Excerpts from point annotation data:
:::
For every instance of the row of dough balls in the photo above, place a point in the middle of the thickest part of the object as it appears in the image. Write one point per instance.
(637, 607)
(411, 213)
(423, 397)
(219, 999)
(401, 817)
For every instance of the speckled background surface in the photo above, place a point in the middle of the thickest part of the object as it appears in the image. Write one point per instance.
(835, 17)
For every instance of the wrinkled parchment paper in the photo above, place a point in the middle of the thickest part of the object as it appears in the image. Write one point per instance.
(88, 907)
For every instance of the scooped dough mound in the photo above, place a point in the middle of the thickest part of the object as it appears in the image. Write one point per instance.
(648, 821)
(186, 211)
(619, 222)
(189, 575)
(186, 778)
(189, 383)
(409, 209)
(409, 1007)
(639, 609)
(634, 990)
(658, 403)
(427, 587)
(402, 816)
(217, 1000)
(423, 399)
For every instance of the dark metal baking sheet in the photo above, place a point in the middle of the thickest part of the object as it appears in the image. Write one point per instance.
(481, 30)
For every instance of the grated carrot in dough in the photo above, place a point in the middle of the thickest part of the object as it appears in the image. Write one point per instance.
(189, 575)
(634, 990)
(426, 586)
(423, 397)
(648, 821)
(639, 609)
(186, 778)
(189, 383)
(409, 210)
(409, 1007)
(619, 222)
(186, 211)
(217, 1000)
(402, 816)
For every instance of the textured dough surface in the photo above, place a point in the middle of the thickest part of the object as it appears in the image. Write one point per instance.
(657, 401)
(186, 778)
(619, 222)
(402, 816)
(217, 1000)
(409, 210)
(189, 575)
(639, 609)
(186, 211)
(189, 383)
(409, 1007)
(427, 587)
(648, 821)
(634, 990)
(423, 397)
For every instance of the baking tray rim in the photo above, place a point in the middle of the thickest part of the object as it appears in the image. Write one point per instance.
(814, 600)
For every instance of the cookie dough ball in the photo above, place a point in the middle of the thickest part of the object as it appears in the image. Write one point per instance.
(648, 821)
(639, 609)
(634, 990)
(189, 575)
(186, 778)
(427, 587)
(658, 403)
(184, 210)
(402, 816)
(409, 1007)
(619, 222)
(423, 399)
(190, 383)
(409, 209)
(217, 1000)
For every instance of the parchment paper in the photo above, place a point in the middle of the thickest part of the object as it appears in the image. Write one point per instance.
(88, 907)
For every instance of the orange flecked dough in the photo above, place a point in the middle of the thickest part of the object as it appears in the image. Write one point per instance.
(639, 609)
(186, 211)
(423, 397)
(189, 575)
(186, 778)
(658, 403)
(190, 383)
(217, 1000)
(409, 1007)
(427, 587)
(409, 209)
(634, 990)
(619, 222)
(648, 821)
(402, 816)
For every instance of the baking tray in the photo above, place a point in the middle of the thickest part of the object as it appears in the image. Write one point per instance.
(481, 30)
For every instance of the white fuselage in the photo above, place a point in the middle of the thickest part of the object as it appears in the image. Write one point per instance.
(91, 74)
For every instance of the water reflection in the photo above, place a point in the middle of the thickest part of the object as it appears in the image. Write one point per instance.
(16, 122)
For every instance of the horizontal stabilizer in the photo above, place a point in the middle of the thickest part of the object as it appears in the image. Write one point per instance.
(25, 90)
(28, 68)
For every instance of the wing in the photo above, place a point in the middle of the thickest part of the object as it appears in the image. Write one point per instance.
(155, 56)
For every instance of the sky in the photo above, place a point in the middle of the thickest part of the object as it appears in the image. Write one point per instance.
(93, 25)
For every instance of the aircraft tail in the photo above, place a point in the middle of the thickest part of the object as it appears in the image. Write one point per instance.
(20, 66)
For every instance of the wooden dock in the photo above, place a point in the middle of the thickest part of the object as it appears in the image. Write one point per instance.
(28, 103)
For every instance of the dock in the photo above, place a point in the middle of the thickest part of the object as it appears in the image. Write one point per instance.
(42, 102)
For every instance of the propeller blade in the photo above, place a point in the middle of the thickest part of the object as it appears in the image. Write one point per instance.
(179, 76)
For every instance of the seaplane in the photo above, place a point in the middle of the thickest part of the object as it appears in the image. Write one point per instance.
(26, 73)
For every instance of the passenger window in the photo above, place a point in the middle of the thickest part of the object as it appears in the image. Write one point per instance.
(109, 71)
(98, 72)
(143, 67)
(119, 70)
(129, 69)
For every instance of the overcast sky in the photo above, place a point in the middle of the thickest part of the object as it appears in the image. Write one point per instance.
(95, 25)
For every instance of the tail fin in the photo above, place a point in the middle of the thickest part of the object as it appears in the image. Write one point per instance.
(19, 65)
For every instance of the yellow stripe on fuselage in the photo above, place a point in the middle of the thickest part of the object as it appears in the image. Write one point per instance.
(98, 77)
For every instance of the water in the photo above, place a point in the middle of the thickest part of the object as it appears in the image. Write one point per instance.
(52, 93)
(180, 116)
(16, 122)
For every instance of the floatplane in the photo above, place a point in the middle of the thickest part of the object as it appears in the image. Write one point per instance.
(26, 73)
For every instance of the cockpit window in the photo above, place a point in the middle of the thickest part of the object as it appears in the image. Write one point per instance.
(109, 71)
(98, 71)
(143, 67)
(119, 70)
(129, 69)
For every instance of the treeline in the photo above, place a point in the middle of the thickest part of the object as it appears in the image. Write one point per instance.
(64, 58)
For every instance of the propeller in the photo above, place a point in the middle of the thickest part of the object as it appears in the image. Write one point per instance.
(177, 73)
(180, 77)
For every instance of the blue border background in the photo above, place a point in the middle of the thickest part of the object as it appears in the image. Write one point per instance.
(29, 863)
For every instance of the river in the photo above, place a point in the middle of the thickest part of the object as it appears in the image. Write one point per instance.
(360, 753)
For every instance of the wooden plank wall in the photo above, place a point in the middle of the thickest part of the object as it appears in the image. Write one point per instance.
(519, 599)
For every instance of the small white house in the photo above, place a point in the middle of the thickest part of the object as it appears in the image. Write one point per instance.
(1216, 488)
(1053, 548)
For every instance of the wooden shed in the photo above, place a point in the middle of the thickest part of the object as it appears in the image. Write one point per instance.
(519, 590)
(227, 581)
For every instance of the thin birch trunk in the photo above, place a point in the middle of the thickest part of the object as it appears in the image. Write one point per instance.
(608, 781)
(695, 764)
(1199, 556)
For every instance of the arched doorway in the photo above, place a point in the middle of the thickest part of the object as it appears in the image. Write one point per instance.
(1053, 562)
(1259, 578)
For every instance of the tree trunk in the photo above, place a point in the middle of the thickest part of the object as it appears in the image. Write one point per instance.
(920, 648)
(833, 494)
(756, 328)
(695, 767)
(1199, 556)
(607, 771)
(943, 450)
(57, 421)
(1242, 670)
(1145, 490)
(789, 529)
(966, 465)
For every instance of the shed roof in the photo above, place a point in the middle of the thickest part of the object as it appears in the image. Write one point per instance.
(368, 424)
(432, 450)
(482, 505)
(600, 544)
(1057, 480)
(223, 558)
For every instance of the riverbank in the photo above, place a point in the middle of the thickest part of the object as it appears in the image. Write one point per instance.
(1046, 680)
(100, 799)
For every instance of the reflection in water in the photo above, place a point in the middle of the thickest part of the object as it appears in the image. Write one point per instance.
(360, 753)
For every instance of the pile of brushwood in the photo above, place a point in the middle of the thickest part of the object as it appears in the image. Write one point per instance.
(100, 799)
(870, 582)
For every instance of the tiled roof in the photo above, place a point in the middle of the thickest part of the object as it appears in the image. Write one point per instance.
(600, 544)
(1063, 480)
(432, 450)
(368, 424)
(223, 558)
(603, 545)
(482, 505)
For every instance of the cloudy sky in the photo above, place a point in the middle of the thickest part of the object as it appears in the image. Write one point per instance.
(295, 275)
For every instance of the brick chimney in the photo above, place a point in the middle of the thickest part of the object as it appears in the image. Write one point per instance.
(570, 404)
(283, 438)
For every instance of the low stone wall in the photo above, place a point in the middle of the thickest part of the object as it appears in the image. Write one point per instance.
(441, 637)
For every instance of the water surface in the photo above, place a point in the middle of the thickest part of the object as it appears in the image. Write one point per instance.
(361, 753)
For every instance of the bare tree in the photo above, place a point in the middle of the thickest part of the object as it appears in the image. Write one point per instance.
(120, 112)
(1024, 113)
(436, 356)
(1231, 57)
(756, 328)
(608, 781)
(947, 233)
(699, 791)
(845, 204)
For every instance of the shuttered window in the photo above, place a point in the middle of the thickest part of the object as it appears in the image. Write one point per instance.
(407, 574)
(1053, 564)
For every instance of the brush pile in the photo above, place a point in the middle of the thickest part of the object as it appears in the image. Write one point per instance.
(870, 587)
:::
Problem> Beginning with the line that contains "For every instance of the low", quote each line exactly through the last line of the entries above, and nothing beyond them.

Finished answer>
For every instance of the low stone wall in the photo above, place a point in the middle of the thickest part of the object as it appears in the image. Write one point per instance.
(441, 637)
For every instance of the water surface in the photo above, place a point in the middle of the thickest part of the object as it appears in the image. Write one point per instance.
(361, 753)
For every instance of the bare tree in the photo above, place a point in the middle of the thickest part of the object as it appears in the image. Write one point per instance.
(120, 112)
(1024, 113)
(436, 356)
(1231, 57)
(756, 328)
(608, 781)
(947, 233)
(699, 791)
(845, 204)
For every instance of the shuttered window in the photo above, place a point in the middle of the thickest part of the object as it appears in the image. Write one point per instance.
(407, 574)
(1053, 564)
For every instance of the brush pile in the photo above, place a point in the middle of the thickest part of the object as it appears in the image. Write one point per instance.
(870, 587)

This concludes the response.